Instructions to follow
Copy the records exactly, every one of them.

----------

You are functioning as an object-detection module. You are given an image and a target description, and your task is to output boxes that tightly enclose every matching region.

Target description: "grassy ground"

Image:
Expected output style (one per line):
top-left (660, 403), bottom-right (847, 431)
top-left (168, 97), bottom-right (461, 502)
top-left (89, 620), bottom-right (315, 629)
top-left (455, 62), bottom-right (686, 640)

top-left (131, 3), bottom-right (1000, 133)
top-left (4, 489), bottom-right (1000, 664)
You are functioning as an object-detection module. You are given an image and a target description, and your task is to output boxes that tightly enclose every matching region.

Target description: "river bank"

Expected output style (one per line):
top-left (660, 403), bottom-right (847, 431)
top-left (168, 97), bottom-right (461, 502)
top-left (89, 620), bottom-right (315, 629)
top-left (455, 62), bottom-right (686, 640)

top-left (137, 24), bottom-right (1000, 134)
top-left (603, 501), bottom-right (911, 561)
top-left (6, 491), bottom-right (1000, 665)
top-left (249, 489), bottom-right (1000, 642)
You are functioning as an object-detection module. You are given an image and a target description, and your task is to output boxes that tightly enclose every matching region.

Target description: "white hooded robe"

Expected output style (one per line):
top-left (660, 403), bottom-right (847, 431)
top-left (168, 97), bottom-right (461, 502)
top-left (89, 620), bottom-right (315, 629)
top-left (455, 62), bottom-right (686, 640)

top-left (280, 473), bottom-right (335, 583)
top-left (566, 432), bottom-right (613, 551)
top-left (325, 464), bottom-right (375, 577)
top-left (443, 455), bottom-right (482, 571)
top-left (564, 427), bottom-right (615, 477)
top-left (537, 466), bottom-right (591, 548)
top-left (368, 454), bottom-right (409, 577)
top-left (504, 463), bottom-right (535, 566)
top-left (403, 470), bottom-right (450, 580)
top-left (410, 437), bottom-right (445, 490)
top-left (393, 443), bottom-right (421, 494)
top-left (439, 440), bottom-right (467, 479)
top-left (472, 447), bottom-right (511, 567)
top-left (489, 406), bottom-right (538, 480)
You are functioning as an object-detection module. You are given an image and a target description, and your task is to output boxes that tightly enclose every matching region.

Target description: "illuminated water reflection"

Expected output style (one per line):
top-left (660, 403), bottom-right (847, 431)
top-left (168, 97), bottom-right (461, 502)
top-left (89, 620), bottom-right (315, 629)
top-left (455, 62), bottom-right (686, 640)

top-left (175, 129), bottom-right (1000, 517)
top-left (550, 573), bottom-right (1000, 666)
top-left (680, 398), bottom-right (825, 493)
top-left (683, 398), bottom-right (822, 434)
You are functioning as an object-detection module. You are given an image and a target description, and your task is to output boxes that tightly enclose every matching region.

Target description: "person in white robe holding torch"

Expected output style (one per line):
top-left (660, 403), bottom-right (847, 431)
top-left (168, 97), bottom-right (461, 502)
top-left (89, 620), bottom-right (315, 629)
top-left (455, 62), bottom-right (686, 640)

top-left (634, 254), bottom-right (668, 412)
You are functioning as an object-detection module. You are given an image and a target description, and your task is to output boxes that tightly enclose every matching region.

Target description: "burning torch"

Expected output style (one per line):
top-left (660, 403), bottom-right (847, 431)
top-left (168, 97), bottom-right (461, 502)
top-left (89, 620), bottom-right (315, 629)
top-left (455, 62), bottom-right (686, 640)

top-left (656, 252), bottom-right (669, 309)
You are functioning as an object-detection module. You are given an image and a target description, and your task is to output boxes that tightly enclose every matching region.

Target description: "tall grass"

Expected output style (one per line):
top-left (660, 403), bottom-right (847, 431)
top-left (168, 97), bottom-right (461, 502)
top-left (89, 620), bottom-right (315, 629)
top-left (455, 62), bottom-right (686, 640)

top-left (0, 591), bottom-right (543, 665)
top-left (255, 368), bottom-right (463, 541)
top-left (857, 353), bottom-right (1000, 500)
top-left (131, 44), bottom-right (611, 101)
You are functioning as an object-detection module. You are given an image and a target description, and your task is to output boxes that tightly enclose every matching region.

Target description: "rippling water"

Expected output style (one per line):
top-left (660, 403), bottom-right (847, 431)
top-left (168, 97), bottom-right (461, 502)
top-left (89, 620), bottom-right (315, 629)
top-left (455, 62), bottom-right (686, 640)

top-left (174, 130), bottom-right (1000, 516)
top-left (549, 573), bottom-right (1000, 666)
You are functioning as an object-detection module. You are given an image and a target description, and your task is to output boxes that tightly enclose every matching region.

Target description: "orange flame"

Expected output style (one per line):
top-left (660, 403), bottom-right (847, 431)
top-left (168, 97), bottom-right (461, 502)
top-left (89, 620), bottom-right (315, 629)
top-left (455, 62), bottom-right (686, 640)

----------

Exercise answer
You are functioning as an object-detection module. You are given an image and a target description, and your task is to output boxes that tightly enclose every matching region.

Target description: "grassy ground"

Image:
Expected output style (one per line):
top-left (660, 403), bottom-right (847, 431)
top-left (168, 97), bottom-right (461, 502)
top-left (89, 620), bottom-right (315, 629)
top-left (455, 62), bottom-right (686, 640)

top-left (131, 3), bottom-right (1000, 133)
top-left (4, 489), bottom-right (1000, 664)
You are functioning as an object-detection module. You are given an image and a target description, and your task is to output boxes that tightly enclose every matching region.

Target description: "river bank"

Expected output style (one per line):
top-left (660, 403), bottom-right (847, 431)
top-left (168, 97), bottom-right (461, 502)
top-left (89, 620), bottom-right (315, 629)
top-left (455, 62), bottom-right (686, 640)

top-left (137, 24), bottom-right (1000, 134)
top-left (603, 501), bottom-right (911, 561)
top-left (6, 491), bottom-right (1000, 665)
top-left (249, 489), bottom-right (1000, 642)
You are functioning as an object-detection module. You are given an image and a target description, and your task is to output boxes that tightly enclose every matching region.

Target description: "white hooded robe"

Expected output style (one per line):
top-left (660, 403), bottom-right (847, 431)
top-left (168, 97), bottom-right (461, 502)
top-left (89, 620), bottom-right (315, 629)
top-left (455, 62), bottom-right (686, 640)

top-left (280, 473), bottom-right (335, 583)
top-left (566, 432), bottom-right (613, 551)
top-left (325, 464), bottom-right (375, 577)
top-left (443, 455), bottom-right (482, 571)
top-left (564, 427), bottom-right (615, 477)
top-left (537, 466), bottom-right (591, 548)
top-left (368, 454), bottom-right (409, 577)
top-left (504, 463), bottom-right (535, 566)
top-left (403, 470), bottom-right (450, 580)
top-left (410, 437), bottom-right (445, 490)
top-left (393, 443), bottom-right (421, 494)
top-left (439, 440), bottom-right (467, 479)
top-left (472, 447), bottom-right (511, 567)
top-left (489, 406), bottom-right (538, 480)
You are functioning as an object-detection module. You are given an image and a target description, and your task is to output boxes that tightly enclose every matching region.

Target description: "illuminated water reflection"

Expected output style (one per line):
top-left (660, 403), bottom-right (847, 431)
top-left (168, 97), bottom-right (461, 502)
top-left (89, 620), bottom-right (315, 629)
top-left (455, 62), bottom-right (686, 640)

top-left (175, 129), bottom-right (1000, 517)
top-left (550, 573), bottom-right (1000, 666)
top-left (680, 398), bottom-right (825, 493)
top-left (683, 398), bottom-right (822, 434)
You are functioning as an object-detection module. You are given an image and a target description, and your task is to output boxes that tightly enclose every matching region.

Target description: "person in white robe holding torch"

Expected output style (one per line):
top-left (660, 403), bottom-right (847, 431)
top-left (168, 97), bottom-right (461, 502)
top-left (89, 620), bottom-right (315, 629)
top-left (455, 62), bottom-right (686, 640)

top-left (634, 254), bottom-right (668, 412)
You are functioning as an object-detection module. You are given an image and a target description, and your task is to output boxes that tightly enclose every matching region.

Target description: "burning torch"

Expected output style (one per line):
top-left (660, 403), bottom-right (847, 431)
top-left (168, 97), bottom-right (461, 502)
top-left (89, 620), bottom-right (315, 629)
top-left (455, 62), bottom-right (686, 640)

top-left (656, 252), bottom-right (669, 309)
You are functioning as an object-detection module. You are given an image and a target description, and your task is to output boxes that tightly enclose every matching region.

Target description: "tall grass"

Expected output style (one per line):
top-left (660, 403), bottom-right (847, 431)
top-left (168, 97), bottom-right (461, 502)
top-left (89, 620), bottom-right (315, 629)
top-left (455, 62), bottom-right (686, 640)

top-left (0, 591), bottom-right (543, 665)
top-left (255, 368), bottom-right (463, 541)
top-left (857, 353), bottom-right (1000, 500)
top-left (131, 44), bottom-right (611, 101)
You are functioning as an object-detection module. You are given an image and a target description, and your task is to output boxes that tightly enclose every matching region.

Target description: "rippling water"

Expected output style (one per line):
top-left (660, 403), bottom-right (847, 431)
top-left (168, 97), bottom-right (461, 502)
top-left (89, 620), bottom-right (315, 629)
top-left (455, 62), bottom-right (686, 640)

top-left (174, 130), bottom-right (1000, 516)
top-left (549, 573), bottom-right (1000, 666)
You are functioning as an object-detection module. You are given an image and a target description, and your task is to output boxes that tightly enclose every matching region.

Target description: "orange flame"

Expected output style (one per line):
top-left (660, 403), bottom-right (847, 431)
top-left (168, 97), bottom-right (461, 502)
top-left (89, 620), bottom-right (315, 629)
top-left (455, 62), bottom-right (686, 640)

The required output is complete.